- [WRITTEN REQUEST]:
Copy out every line of the records below word for word, leaving out the pictures.

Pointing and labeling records
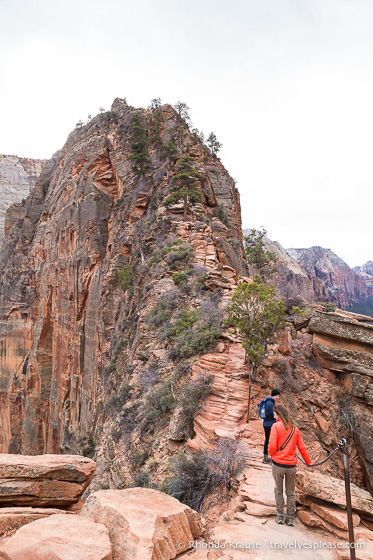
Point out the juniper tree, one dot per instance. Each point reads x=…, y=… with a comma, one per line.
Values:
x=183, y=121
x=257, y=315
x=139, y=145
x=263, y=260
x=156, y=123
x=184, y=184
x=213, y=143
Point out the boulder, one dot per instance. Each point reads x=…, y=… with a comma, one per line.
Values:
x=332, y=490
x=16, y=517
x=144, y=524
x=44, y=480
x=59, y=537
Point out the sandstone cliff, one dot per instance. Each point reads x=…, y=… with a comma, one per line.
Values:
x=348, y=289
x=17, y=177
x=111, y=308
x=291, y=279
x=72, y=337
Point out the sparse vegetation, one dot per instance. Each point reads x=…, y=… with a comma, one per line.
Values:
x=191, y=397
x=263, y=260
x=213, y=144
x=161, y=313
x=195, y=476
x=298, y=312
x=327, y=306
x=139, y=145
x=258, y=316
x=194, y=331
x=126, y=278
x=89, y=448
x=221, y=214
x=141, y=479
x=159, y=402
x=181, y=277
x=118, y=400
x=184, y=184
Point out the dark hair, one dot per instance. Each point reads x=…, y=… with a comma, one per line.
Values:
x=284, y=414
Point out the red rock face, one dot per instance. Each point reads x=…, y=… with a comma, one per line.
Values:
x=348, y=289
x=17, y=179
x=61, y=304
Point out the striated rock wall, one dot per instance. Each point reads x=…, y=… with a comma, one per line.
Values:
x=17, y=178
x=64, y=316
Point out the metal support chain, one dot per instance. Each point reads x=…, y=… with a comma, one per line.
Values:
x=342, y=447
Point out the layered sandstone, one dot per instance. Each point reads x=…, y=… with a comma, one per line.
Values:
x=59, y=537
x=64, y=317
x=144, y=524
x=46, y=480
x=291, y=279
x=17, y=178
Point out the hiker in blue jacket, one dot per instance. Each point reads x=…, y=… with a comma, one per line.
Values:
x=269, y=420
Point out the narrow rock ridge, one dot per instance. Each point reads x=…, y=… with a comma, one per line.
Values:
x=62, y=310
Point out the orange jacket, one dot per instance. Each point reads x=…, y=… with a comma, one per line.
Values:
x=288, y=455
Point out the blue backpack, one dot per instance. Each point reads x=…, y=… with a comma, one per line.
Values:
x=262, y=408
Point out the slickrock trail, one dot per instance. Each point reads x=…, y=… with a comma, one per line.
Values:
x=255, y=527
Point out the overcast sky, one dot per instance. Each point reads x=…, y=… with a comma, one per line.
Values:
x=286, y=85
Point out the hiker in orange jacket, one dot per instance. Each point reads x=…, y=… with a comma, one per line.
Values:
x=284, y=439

- [EXPECTED ANSWER]:
Point out the juniper tree, one dot per instance. Each point reads x=…, y=… with a comma, one per line.
Values:
x=183, y=121
x=257, y=315
x=139, y=145
x=263, y=260
x=156, y=123
x=184, y=184
x=213, y=143
Point out the boulder, one dot per instance. Each point reads x=…, y=… with a comma, one per line.
Values:
x=332, y=490
x=16, y=517
x=144, y=524
x=44, y=480
x=59, y=537
Point out the sandstone cliff, one dot per instance. Each point reads x=…, y=… with a comma, one per line.
Values:
x=348, y=289
x=17, y=177
x=111, y=308
x=291, y=279
x=72, y=337
Point out the sparse vegetation, one dot per instance. Each point reads x=…, y=… with a comma, one per line.
Values:
x=191, y=397
x=263, y=260
x=213, y=144
x=161, y=313
x=195, y=476
x=298, y=312
x=327, y=306
x=139, y=145
x=258, y=316
x=194, y=331
x=126, y=278
x=89, y=448
x=221, y=214
x=141, y=479
x=159, y=402
x=181, y=277
x=118, y=400
x=184, y=184
Point out the dark hair, one dot per instance. Each point reads x=…, y=… with a comma, one per line.
Values:
x=284, y=414
Point out the red rock face, one dot per instance. Each point reads x=…, y=… with a comma, one per line.
Values:
x=348, y=289
x=17, y=179
x=61, y=304
Point out the striated rock wall, one dot per instance. Each point reads x=…, y=… with a comma, one per line.
Values:
x=17, y=178
x=64, y=316
Point out the metal support chain, one dot per instance. Each point reads x=…, y=… with a comma, one per line.
Values:
x=342, y=447
Point out the layered sandstone, one dot per instance. Each point reads x=…, y=… with a comma, one per line.
Values:
x=59, y=537
x=64, y=317
x=144, y=524
x=46, y=480
x=291, y=279
x=17, y=178
Point out the hiker in blue jacket, one dot per instance. Each point reads x=…, y=… with a comma, one per line.
Values:
x=269, y=420
Point out the narrow rock ridge, one dot per instance. Each point reads x=…, y=… with a comma, one per line.
Values:
x=62, y=310
Point out the orange jacket, one dot per instance. Each point reads x=…, y=… with a comma, one per line.
Values:
x=288, y=455
Point out the blue backpack, one dot per instance. Each point reads x=…, y=… with a comma, one per line.
Values:
x=262, y=408
Point out the slickrock trail, one dot per instance. Each point reads x=…, y=… with a comma, one per line.
Values:
x=255, y=527
Point out the overcast sky, one dot per instance. Each point reads x=…, y=… with a comma, one per line.
Values:
x=286, y=85
Point out the hiker in orange jacket, one dot per instance. Each point reads x=…, y=… with a comma, one per line.
Values:
x=284, y=439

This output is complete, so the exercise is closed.